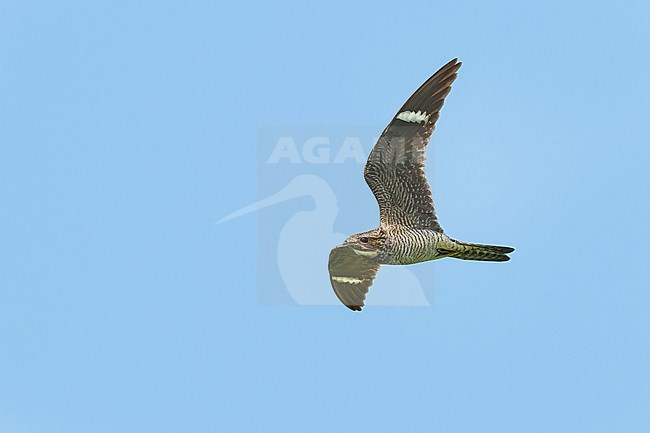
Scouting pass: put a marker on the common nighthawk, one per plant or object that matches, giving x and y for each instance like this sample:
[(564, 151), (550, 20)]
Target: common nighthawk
[(409, 231)]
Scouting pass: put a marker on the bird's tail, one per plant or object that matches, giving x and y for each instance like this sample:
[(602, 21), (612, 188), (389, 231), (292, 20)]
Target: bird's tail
[(486, 253)]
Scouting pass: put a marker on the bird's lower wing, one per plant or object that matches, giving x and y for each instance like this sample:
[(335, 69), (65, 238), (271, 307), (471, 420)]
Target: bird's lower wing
[(351, 276)]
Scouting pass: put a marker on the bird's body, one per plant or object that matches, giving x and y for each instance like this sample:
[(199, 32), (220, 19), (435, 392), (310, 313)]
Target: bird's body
[(409, 231)]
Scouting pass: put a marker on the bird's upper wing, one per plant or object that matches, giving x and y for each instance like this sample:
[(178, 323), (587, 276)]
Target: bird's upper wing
[(351, 275), (395, 168)]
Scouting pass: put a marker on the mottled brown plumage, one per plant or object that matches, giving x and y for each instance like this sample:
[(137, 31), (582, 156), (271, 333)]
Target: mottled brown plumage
[(409, 231)]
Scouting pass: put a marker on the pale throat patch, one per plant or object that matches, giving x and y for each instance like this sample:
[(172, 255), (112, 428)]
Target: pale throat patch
[(371, 253), (413, 117), (347, 280)]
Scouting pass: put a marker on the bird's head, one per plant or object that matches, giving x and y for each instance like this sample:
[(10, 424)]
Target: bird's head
[(368, 244)]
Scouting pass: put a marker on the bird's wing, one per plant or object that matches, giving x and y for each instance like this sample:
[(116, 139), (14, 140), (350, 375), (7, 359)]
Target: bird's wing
[(395, 168), (351, 276)]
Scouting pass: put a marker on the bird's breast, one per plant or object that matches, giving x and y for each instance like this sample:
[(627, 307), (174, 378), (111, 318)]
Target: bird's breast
[(408, 246)]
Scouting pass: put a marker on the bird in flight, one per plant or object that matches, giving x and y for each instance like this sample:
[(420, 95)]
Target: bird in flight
[(409, 231)]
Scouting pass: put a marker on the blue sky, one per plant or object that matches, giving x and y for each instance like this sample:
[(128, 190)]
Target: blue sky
[(128, 128)]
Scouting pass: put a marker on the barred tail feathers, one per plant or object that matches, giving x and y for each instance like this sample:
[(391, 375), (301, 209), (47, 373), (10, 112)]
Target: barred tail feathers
[(485, 253)]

▬▬▬▬▬▬

Exactly as they stand, set down all of the entries above, minus every picture.

Scouting pass: put a marker on the common nighthawk, one per plant or object that matches, giving x and y for each instance like this sample:
[(564, 151), (550, 20)]
Target: common nighthawk
[(409, 231)]
Scouting pass: put a marker on the bird's tail, one per plant or object that matches, giving x and y for each instance like this sample:
[(602, 21), (612, 188), (389, 231), (292, 20)]
Target: bird's tail
[(486, 253)]
Scouting pass: put a marker on the bird's lower wing, one per plant or object that matches, giving x and y for each instance like this sample:
[(335, 69), (65, 238), (271, 307), (471, 420)]
Target: bird's lower wing
[(351, 276)]
Scouting pass: put a marker on the bird's body, one per plant or object that matches, giving x and y for each instance like this sample:
[(199, 32), (220, 19), (435, 392), (310, 313)]
Target: bird's body
[(409, 231)]
Scouting pass: put a marker on the bird's upper wing, one per plant or object that matches, giving x and y for each instance like this sample:
[(178, 323), (587, 276)]
Target: bird's upper wing
[(351, 275), (395, 168)]
Scouting pass: put a marker on the mottled brown plumage, one per plant or object that matches, giving x and y for each instance like this sample:
[(137, 31), (582, 156), (271, 333)]
Target: mottled brown plumage
[(409, 231)]
Scouting pass: put a marker on the pale throat patch, one per plant or object that matches, giving x and y for each instance like this sample:
[(172, 255), (112, 428)]
Target: pale throat patch
[(371, 253), (413, 117), (347, 280)]
Scouting pass: put a marker on the bird's head, one per plant or object that matches, giving x and y for each instance like this sample:
[(10, 424)]
Target: bird's head
[(368, 244)]
Scouting pass: put a marker on the bird's wing, one per plant or object that matches, giving x and y for each instance like this sample:
[(116, 139), (14, 140), (350, 375), (7, 359)]
Target: bird's wing
[(395, 168), (351, 276)]
Scouting pass: put a marker on the bird's breast, one per plant or object that matches, giving x and y for each instance like this sample:
[(627, 307), (174, 378), (111, 318)]
Target: bird's breast
[(408, 246)]
Scouting pass: put a marker on the bird in flight, one per plant or object that matches, giving x and y for each instance like this sample:
[(420, 95)]
Target: bird in flight
[(409, 231)]
Scouting pass: put a marker on the blue sky, one per plant or object that matches, giving x and y for each instance like this sample:
[(128, 190)]
Target: blue sky
[(128, 128)]
Scouting pass: put a marker on the barred tail feathers, one per plant or object that matches, giving x and y for each instance like this sample:
[(391, 375), (301, 209), (47, 373), (10, 112)]
Target: barred tail feathers
[(485, 253)]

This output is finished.